Text provided >>
Life looks and feels different to everyone. Moments that to one person may seem monumental may go unnoticed by another, what causes one person to laugh may cause another to cry and such is life. Sometimes though, there are those who both live and watch, observant and inspired. Lisa Gifford is watching and probably already has a story to tell about it.
“Real life inspires me. I’m very interested in other people and what they do in their real lives,” said Gifford, a writer, director, producer and actress based out of the U.K.
Whether traveling on the railway system or sitting in a coffee shop, Gifford’s ears are in tune, her senses heightened to pick up pieces of conversation that peak her interest.
“I carry a notebook with me to write things down that people have said, not because I’m prying, but you just think ‘wow that’s interesting,’” Gifford explained.
Her latest and most notable project comes straight out of real life. The web series “3Some,” a comedy-drama based in London following the lives of three 30-somethings who are all connected by rather complicated relationships, are stories and characters that have come from Gifford’s own experiences and observations.
“Each of the characters are based on somebody I know or have met in the past in reality but just obviously very much changed,” said Gifford, who admittedly has said that though some of the dialogue in the series are direct lifts of conversations she’s had or heard, she works hard to guard the privacy of others.
“I have had friends come back and inquire about situations. They all joke about it saying, ‘Don’t upset Lisa, she’ll put you in her plays,’ but I would never ever take something someone said that was private and make it recognizable and make it obviously them. It’s a line and it’s a responsibility you have to not steal people’s experiences,” she said.
Gifford, rather than take someone’s story, expands and broadens it, affecting others as she does so, finding that most people do want their story heard.
While the inspiration may come quickly and the talent easy, getting a story heard can be rather difficult. Though today “3Some” sits as the 2014 Indie Series Awards Winner for Best Writing (Lisa Gifford) and Best Lead Actor (Peter Halpin), it waits with some uncertainty as to its future with a second season.
“I’d love to do it straight away,” Gifford said. “I’d like to do it now. It comes down to the nice big funding issue.”

Entries >>
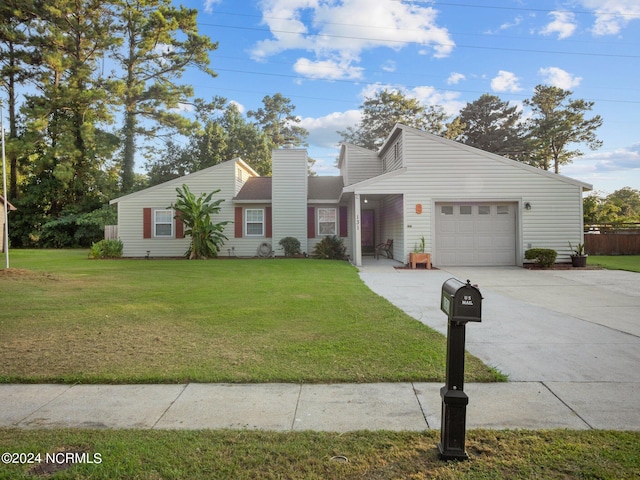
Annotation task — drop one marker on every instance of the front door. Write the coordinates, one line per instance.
(367, 232)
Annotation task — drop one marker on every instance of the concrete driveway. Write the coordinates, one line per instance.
(537, 325)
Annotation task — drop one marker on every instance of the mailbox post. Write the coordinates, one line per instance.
(462, 303)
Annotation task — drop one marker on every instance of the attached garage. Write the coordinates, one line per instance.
(476, 234)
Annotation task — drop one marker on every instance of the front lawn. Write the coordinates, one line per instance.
(617, 262)
(68, 319)
(236, 455)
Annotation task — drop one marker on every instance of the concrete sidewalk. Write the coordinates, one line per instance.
(336, 407)
(568, 340)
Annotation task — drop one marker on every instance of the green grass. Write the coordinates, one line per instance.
(617, 262)
(68, 319)
(237, 455)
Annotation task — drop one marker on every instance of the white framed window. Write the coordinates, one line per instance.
(254, 222)
(327, 221)
(446, 210)
(163, 223)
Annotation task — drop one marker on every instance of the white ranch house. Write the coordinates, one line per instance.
(471, 207)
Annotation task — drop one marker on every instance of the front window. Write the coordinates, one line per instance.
(163, 223)
(254, 222)
(327, 221)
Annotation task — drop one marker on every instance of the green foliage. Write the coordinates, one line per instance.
(545, 257)
(381, 112)
(330, 248)
(291, 246)
(491, 125)
(206, 238)
(556, 123)
(106, 249)
(622, 206)
(277, 120)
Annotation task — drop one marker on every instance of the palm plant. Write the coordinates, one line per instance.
(206, 237)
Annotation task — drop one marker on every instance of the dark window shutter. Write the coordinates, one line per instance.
(146, 223)
(238, 222)
(179, 225)
(344, 230)
(311, 222)
(269, 222)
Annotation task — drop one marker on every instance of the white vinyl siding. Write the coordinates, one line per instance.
(436, 170)
(254, 222)
(130, 212)
(289, 195)
(359, 164)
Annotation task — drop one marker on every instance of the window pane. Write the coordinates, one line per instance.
(446, 210)
(254, 229)
(254, 215)
(163, 230)
(327, 228)
(163, 216)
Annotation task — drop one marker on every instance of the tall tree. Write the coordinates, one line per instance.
(381, 112)
(491, 125)
(160, 42)
(16, 68)
(558, 122)
(277, 120)
(64, 118)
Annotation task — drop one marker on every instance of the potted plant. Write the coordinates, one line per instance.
(419, 256)
(578, 257)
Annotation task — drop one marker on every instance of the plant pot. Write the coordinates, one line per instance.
(416, 258)
(579, 260)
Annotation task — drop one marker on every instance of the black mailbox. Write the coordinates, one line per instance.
(462, 302)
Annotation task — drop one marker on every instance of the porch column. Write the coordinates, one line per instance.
(357, 250)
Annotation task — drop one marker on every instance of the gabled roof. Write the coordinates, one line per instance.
(255, 189)
(397, 130)
(180, 180)
(258, 189)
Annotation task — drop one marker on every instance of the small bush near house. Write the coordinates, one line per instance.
(106, 249)
(291, 246)
(330, 248)
(545, 257)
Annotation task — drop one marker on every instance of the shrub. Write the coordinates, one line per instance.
(291, 246)
(545, 257)
(330, 248)
(106, 249)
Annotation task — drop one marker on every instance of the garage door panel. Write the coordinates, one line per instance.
(485, 233)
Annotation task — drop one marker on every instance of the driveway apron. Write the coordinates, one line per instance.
(549, 326)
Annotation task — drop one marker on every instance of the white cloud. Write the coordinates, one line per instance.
(505, 82)
(557, 77)
(612, 15)
(323, 130)
(389, 66)
(338, 32)
(327, 69)
(564, 25)
(455, 78)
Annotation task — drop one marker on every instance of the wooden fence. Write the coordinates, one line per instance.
(612, 243)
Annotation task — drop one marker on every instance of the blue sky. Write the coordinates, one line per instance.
(327, 55)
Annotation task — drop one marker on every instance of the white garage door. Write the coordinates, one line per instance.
(476, 234)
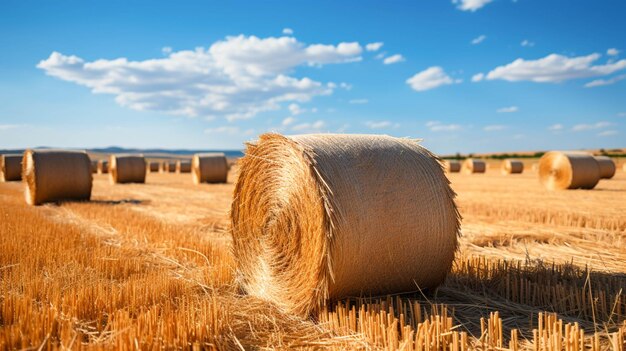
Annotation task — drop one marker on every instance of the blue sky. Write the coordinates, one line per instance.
(467, 76)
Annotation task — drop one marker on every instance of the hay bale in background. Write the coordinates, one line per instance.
(568, 170)
(53, 175)
(316, 217)
(183, 166)
(10, 167)
(103, 167)
(209, 168)
(607, 167)
(127, 169)
(472, 165)
(512, 167)
(453, 166)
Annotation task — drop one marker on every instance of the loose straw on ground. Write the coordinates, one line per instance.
(10, 167)
(127, 169)
(568, 170)
(54, 175)
(318, 217)
(209, 168)
(471, 165)
(512, 167)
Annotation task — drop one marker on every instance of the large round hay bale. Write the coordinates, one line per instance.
(472, 165)
(209, 168)
(568, 170)
(54, 175)
(10, 167)
(607, 167)
(512, 167)
(127, 169)
(453, 166)
(183, 166)
(325, 216)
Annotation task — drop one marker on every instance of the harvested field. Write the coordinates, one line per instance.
(150, 266)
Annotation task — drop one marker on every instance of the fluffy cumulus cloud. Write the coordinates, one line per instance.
(430, 78)
(470, 5)
(237, 77)
(393, 59)
(552, 69)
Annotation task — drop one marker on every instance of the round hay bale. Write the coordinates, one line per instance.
(568, 170)
(183, 166)
(453, 166)
(512, 167)
(607, 167)
(326, 216)
(10, 167)
(209, 168)
(54, 175)
(127, 169)
(472, 165)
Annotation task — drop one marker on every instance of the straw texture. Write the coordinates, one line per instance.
(10, 167)
(54, 175)
(453, 166)
(127, 169)
(183, 166)
(471, 165)
(568, 170)
(325, 216)
(512, 167)
(607, 167)
(209, 168)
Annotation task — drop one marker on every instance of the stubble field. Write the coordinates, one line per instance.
(148, 266)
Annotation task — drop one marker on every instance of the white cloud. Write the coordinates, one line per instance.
(236, 78)
(358, 101)
(430, 78)
(602, 82)
(470, 5)
(494, 128)
(393, 59)
(509, 109)
(479, 39)
(374, 46)
(552, 69)
(583, 126)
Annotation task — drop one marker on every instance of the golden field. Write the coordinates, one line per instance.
(149, 266)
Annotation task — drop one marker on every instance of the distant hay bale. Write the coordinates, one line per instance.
(127, 169)
(183, 166)
(607, 167)
(512, 167)
(209, 168)
(10, 167)
(325, 216)
(472, 165)
(103, 167)
(54, 175)
(453, 166)
(568, 170)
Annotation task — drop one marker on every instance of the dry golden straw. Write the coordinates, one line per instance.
(326, 216)
(568, 170)
(183, 166)
(127, 169)
(209, 168)
(607, 167)
(10, 167)
(512, 167)
(472, 165)
(53, 175)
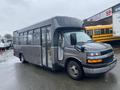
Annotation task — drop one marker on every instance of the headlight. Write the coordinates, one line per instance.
(94, 54)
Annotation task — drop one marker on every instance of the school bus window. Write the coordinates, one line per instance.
(25, 38)
(36, 37)
(107, 31)
(97, 32)
(111, 31)
(102, 31)
(30, 37)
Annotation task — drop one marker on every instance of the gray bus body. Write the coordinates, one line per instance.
(45, 44)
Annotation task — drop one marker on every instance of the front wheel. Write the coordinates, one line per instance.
(74, 70)
(22, 59)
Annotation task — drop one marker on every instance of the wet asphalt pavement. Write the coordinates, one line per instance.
(17, 76)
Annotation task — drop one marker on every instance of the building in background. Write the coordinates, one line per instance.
(104, 26)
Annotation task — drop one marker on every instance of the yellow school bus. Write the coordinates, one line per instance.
(101, 33)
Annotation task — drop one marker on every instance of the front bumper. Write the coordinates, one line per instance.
(88, 70)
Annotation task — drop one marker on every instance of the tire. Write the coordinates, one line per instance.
(75, 70)
(22, 59)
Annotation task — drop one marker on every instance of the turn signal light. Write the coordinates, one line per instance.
(95, 61)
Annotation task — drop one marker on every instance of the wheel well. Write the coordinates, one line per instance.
(71, 59)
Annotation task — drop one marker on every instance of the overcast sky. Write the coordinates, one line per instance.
(16, 14)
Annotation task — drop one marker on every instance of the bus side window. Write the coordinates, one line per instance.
(111, 31)
(16, 38)
(36, 37)
(90, 33)
(102, 31)
(30, 37)
(21, 35)
(98, 32)
(107, 31)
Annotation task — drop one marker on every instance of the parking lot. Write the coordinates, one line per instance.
(17, 76)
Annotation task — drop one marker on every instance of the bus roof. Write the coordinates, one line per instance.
(98, 27)
(56, 22)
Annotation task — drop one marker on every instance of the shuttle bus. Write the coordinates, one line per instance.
(62, 42)
(102, 33)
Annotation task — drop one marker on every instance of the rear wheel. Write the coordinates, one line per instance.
(75, 70)
(22, 59)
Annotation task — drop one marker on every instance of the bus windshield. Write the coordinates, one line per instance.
(81, 36)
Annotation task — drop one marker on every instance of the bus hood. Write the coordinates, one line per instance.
(96, 46)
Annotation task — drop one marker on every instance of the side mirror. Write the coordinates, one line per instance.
(73, 39)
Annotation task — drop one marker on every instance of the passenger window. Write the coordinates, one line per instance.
(102, 31)
(90, 33)
(21, 38)
(110, 31)
(25, 38)
(16, 38)
(107, 31)
(36, 37)
(97, 32)
(30, 37)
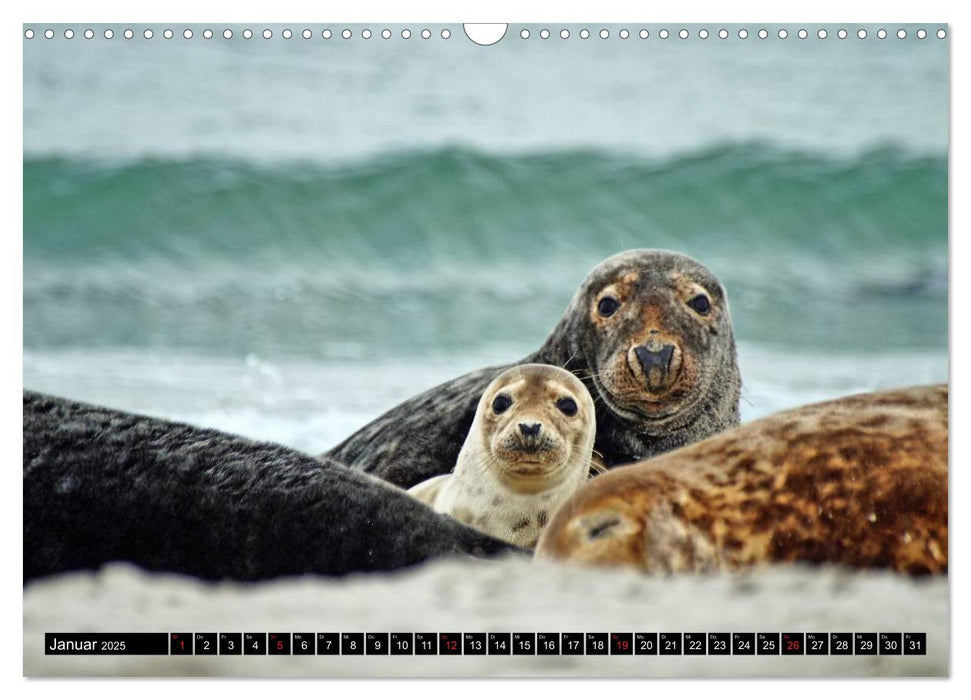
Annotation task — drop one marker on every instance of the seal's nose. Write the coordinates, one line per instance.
(530, 429)
(656, 364)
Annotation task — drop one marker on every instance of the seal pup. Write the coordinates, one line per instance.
(103, 485)
(529, 449)
(650, 334)
(859, 481)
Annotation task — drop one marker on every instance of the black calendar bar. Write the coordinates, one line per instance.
(509, 644)
(101, 644)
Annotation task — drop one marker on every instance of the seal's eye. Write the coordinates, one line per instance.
(607, 306)
(700, 304)
(501, 403)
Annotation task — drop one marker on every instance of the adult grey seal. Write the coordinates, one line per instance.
(859, 481)
(103, 485)
(528, 450)
(650, 334)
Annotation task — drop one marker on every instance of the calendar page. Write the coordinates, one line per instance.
(524, 350)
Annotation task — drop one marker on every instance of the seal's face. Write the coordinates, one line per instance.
(535, 423)
(651, 319)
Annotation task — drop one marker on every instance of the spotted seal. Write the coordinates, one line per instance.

Job >> Carry on the profile of Lisa Gifford from where it stops.

Final result >>
Noting that there are more characters and stories to tell in this series, the future is all up for discussion. Wanting to make it bigger and grow with the story, Gifford and her team are in a constant back and forth of meetings and plans. With the first season of “3Some” having been completely self funded, Gifford and producer husband, Elisar Cabrera, are both well aware of the difficulties that come within the entertainment industry and the hurdles that one must be ready to overcome.
“There’s a lot of freedom with your own web series,” Gifford said. “We were limited by money and that’s it. We were lucky that we had a fantastic crew and fantastic cast. What we managed to achieve was with no money or very little money on each episode. That’s limiting because there’s things you want to do that you just can’t afford.”
Having called in a “million favors” to get the first season made, Gifford noted that they are “out of favors forever” and actually probably owe some now, but said the creative freedom offered on the web was worth it.
“To take it to a better stage you’re looking at making some kind of sacrifice,” said Gifford, who noted that moving from web to cable television or film would require some creative compromise, as everyone is looking for a return on his or her investment. “It’s a balance of finding avenues so that it still stays your vision.”
Though the creative struggle exists for all in the entertainment industry, it is harder for those just breaking in and perhaps even more so for women.
“I hate to wave the sex card but all the figures are there,” said Gifford remarking on a recent report in Directors UK that stated just 8 percent of British directors of entertainment and comedy programs in 2012 were women. “It’s shocking. You go back and back and back and it’s just more and more depressing. I think it’s changing, really slowly, but it is.”
Also a lecturer and screen writing consultant, Gifford has noticed more women enrolling into film schools, often outnumbering the male students in class. As more women leave school and enter the field head on, it is the hope of Gifford and many others that the statistics mentioned by Directors UK will change dramatically and even the playing field, though the struggle to break through is hard for everyone. Gifford herself knows this first hand, having pursued her career in her 30s. However, if anyone were ready for the tough trials that lay ahead in this venture it would be Gifford, as her first foray into the entertainment scene began with a stint with a professional wrestling company. Yes, she’s a fighter, so to speak.
“It started out that I had a friend that was in a professional wrestling company and the company was looking for somebody to be a ring announcer,” Gifford recalled. “I went along to audition for that and I was given the role.”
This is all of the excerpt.